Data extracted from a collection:

^^^^^^^^^^^^^^^^

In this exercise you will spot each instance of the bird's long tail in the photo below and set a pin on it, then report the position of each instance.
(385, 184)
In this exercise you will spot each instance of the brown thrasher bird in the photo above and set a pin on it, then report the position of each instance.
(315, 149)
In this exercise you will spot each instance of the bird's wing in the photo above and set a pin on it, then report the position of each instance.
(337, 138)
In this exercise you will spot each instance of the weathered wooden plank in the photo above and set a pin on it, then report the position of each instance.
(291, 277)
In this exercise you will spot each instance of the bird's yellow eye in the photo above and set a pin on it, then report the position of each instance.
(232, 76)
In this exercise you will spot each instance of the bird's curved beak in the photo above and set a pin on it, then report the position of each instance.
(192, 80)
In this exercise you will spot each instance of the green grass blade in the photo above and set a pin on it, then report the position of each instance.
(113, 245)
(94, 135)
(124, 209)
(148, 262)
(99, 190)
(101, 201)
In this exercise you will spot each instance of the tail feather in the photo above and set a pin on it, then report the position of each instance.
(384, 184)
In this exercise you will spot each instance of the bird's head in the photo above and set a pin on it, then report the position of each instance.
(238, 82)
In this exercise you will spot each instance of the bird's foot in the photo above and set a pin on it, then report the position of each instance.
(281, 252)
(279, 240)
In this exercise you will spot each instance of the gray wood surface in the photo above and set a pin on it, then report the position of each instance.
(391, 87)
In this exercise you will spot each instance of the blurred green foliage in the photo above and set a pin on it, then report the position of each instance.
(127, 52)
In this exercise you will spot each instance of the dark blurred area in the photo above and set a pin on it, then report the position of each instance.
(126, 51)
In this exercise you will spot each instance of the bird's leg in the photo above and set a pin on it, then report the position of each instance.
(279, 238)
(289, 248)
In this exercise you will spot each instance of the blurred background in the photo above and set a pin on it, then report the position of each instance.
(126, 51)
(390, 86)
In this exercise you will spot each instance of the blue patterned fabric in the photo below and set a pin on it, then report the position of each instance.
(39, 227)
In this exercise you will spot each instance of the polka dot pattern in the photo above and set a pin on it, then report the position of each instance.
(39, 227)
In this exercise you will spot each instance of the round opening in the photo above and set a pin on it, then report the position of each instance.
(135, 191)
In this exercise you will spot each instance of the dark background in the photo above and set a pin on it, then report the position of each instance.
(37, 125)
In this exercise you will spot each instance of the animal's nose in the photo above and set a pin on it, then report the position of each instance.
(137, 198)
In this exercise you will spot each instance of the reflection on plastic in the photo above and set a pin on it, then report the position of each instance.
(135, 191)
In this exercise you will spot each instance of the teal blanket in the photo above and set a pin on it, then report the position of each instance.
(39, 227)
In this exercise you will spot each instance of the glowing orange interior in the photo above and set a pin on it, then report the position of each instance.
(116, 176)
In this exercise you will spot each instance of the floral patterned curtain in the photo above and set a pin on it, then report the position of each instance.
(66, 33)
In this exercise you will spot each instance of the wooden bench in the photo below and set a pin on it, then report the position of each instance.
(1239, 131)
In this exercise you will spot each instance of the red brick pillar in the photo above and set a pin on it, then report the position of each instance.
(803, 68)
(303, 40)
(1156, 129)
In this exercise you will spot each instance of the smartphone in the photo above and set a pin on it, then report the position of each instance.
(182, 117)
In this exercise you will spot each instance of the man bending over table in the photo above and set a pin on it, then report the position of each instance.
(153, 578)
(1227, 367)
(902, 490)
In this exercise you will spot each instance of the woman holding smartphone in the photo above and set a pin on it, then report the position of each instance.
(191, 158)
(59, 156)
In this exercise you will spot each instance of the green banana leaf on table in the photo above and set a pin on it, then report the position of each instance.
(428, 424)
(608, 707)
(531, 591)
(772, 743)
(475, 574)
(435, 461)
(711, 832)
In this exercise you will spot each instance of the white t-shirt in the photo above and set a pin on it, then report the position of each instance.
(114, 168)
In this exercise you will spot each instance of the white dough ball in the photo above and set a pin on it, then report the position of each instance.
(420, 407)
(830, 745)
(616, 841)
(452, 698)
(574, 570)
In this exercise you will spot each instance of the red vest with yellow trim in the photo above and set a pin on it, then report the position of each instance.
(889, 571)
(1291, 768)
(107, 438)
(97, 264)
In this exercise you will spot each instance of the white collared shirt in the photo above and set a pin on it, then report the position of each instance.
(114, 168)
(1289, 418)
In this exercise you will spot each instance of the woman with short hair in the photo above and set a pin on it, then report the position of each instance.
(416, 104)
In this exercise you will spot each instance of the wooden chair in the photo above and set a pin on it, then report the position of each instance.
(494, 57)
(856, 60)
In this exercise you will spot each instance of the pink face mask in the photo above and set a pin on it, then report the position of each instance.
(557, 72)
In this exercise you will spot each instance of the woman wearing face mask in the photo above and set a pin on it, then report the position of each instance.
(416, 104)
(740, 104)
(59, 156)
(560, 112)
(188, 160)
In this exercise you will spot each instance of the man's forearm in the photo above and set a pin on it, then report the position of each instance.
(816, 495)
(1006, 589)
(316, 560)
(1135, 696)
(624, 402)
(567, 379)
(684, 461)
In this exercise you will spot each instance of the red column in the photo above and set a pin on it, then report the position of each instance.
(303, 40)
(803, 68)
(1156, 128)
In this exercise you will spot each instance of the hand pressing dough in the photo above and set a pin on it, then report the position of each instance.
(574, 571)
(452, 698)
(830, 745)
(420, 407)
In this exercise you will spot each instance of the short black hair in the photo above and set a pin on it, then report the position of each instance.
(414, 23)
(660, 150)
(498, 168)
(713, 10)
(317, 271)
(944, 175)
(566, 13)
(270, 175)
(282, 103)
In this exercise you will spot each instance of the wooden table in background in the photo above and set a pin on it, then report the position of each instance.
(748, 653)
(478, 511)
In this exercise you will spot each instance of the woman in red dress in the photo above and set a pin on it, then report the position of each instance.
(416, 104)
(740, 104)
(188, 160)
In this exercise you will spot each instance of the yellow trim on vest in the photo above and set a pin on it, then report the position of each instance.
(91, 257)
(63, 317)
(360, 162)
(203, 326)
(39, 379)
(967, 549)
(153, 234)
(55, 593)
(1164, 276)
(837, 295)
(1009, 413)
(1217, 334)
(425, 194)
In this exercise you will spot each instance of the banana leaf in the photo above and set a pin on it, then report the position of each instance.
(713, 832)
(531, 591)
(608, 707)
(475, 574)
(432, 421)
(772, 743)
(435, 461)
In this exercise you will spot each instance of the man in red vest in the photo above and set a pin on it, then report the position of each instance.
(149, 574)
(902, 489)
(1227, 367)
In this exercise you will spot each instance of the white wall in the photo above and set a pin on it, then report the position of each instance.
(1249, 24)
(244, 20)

^^^^^^^^^^^^^^^^

§ WORK ORDER: What is needed is each line of the data, printed exactly.

§ RESPONSE AREA:
In this exercise you will spot each instance of the bird's long tail in the photo below and set a pin on it, then report the position of each instance.
(385, 184)
In this exercise you will spot each instance of the brown thrasher bird in the photo above and set a pin on it, then report the position of each instance.
(315, 149)
In this exercise you will spot each instance of the bird's wing in the photo above and set a pin on it, then report the position of each instance.
(337, 138)
In this exercise you will spot each instance of the weathered wooden plank in the photo above and set a pin on it, then report the position of each instance.
(291, 277)
In this exercise you will spot each instance of the bird's yellow eye in the photo above and set a pin on it, then report the position of each instance.
(232, 76)
In this exercise you will spot each instance of the bird's curved beak in the photo above and set a pin on it, then report the position of each instance.
(192, 80)
In this exercise you will spot each instance of the green grass blade in the photo above and set a pin on it, then report the position of each instance.
(113, 245)
(94, 135)
(124, 209)
(148, 262)
(99, 190)
(101, 201)
In this exercise you will spot each instance of the tail feather in the photo above and set a pin on it, then report the position of each instance.
(384, 184)
In this exercise you will spot each instance of the bird's head in the photo above and set a pin on it, then report the position of each instance.
(238, 82)
In this exercise you will spot each instance of the bird's foot in the photo above and set a pin on it, then report the position of each instance.
(281, 252)
(279, 240)
In this exercise you will spot each instance of the gray wood surface in the photo above and set a pin on it, then report the position of each instance.
(391, 87)
In this exercise you will spot each instance of the blurred green foliage in the photo above and set a pin on it, then report the position of each instance.
(127, 52)
In this exercise you will spot each instance of the dark blurred area in the photo above and set a pin on it, then report the position of each instance.
(126, 51)
In this exercise you will spot each instance of the bird's leg in the photo above and set a pin on it, then report the position of each instance.
(279, 238)
(289, 248)
In this exercise you will spot each instance of the blurred background in the photo above and set a pin on it, then report the position of each instance.
(126, 51)
(390, 86)
In this exercise you will spot each instance of the blue patterned fabric in the photo below and set a pin on it, then report the position of each instance.
(39, 227)
In this exercise you will spot each instance of the polka dot pattern in the photo above and set a pin on it, then report the position of each instance.
(39, 227)
In this exercise you will spot each instance of the round opening in the photo above and set a pin on it, then report the position of each instance.
(135, 191)
In this exercise you will spot each instance of the dark background in the photo above and set a pin on it, then report the position of each instance.
(37, 125)
In this exercise you will spot each instance of the animal's nose in the photo above and set a pin on it, then report the position of each instance.
(137, 198)
In this exercise you will spot each instance of the reflection on plastic in the photo above and set a pin on it, then report the position of each instance.
(135, 191)
In this exercise you will spot each instance of the teal blanket in the photo above and set a pin on it, then report the position of each instance.
(39, 227)
In this exercise you will spot each instance of the glowing orange interior in the photo above and set a pin on it, then report the position of each instance.
(116, 176)
In this exercise you will spot each instance of the floral patterned curtain in the photo above and set a pin on it, then report the position of each instance.
(66, 33)
In this exercise you will spot each instance of the wooden bench in the photo below and set a pin on it, then report the position of each instance.
(1239, 131)
In this exercise you will spot each instance of the red brick pillar in the photo above and set a pin on it, then report the position of each instance.
(803, 68)
(303, 40)
(1156, 129)
In this exercise you will spot each instance of the smartphone in the photo above and set a pin on it, then report the position of each instance.
(182, 117)
In this exercise you will spot each instance of the man bending over table in the photo above and set a pin on it, then report the position of each instance.
(153, 578)
(1227, 367)
(902, 490)
In this exercise you will spot each instance of the woman holding smartphone in the photo above and set a pin on it, then report the position of each instance.
(191, 158)
(59, 156)
In this exercise you will spot each instance of the green banana leaf on table in the photo above and set a pin on it, then report the position of each instance.
(428, 424)
(608, 707)
(531, 591)
(772, 743)
(475, 574)
(435, 461)
(711, 832)
In this exercise you will spot each instance of the white t-shirt in the photo above and set a pin on it, then report the position of each instance.
(114, 168)
In this exercise you will spot each instance of the white dough ball in the photo above and set a pin on it, then report the position of each instance.
(420, 407)
(830, 745)
(616, 841)
(452, 698)
(574, 570)
In this exercise you will spot each instance of the red vest with yellow trim in the photo above and set a pin on it, then report the position of each instance.
(889, 571)
(1291, 768)
(107, 438)
(97, 264)
In this exercise you will spot each instance of the white collared shirt in the photo above and set a pin on it, then report the position of each instance.
(114, 168)
(1289, 418)
In this exercise you will spot each instance of the woman with short hair in the photo above and set a pin on it, then report the position of each instance.
(416, 104)
In this exercise you will spot each instance of the wooden chair in the photo above and set a pin on it, then report the position of each instance.
(494, 57)
(856, 60)
In this exercise you will spot each instance of the pink face mask in the photo above and set a pin on it, then report the position of each instance.
(557, 72)
In this exercise you will spot each instance of the woman wearing face mask in the photo above and set a pin on it, then report the position of each instance.
(416, 104)
(740, 104)
(59, 156)
(560, 112)
(188, 160)
In this exercise you will spot each instance of the man's forearm in the photo above and set a pin on it, then report the position of each instance.
(816, 495)
(1006, 589)
(316, 560)
(1135, 696)
(624, 402)
(567, 379)
(684, 461)
In this exercise you will spot each instance of the red column in the photo above and set a pin on it, then report the position of each instance.
(303, 40)
(803, 68)
(1156, 128)
In this exercise you will spot each instance of the hand pressing dough in the photo above and set a pin on it, then report the position of each instance.
(574, 571)
(452, 698)
(830, 745)
(420, 407)
In this exercise you will spot each instance of the short black hair in the photo above and set a pin on it, then report the position of each instance.
(414, 23)
(660, 150)
(498, 168)
(713, 10)
(317, 271)
(944, 175)
(566, 13)
(270, 175)
(282, 103)
In this exercise you will spot each instance of the wooden table in background in the photo above and set a pin on it, then report the position of each instance.
(748, 653)
(478, 511)
In this exercise you will spot each instance of the woman in red dress in the photo above and set a pin on it, then report the position of each instance.
(416, 104)
(740, 104)
(188, 160)
In this exercise you will spot each instance of the yellow trim on vest in the photo above and set a pin on it, then report the position of each instance.
(91, 257)
(63, 317)
(360, 162)
(203, 326)
(39, 379)
(967, 549)
(153, 234)
(55, 593)
(1164, 276)
(837, 295)
(1009, 413)
(1217, 334)
(425, 194)
In this exercise you will spot each instance of the banana leaf in the photo above and set a pin on it, then report the position of each instance.
(713, 832)
(531, 591)
(608, 707)
(475, 574)
(432, 421)
(772, 743)
(435, 461)
In this exercise you will spot each instance of the man in red vest in the photo above and set a pin on it, then report the position of each instance.
(149, 574)
(902, 489)
(1227, 367)
In this exercise you will spot each instance of the white wall in the photo above and set a pin on it, then report the position of each instance.
(1249, 24)
(244, 20)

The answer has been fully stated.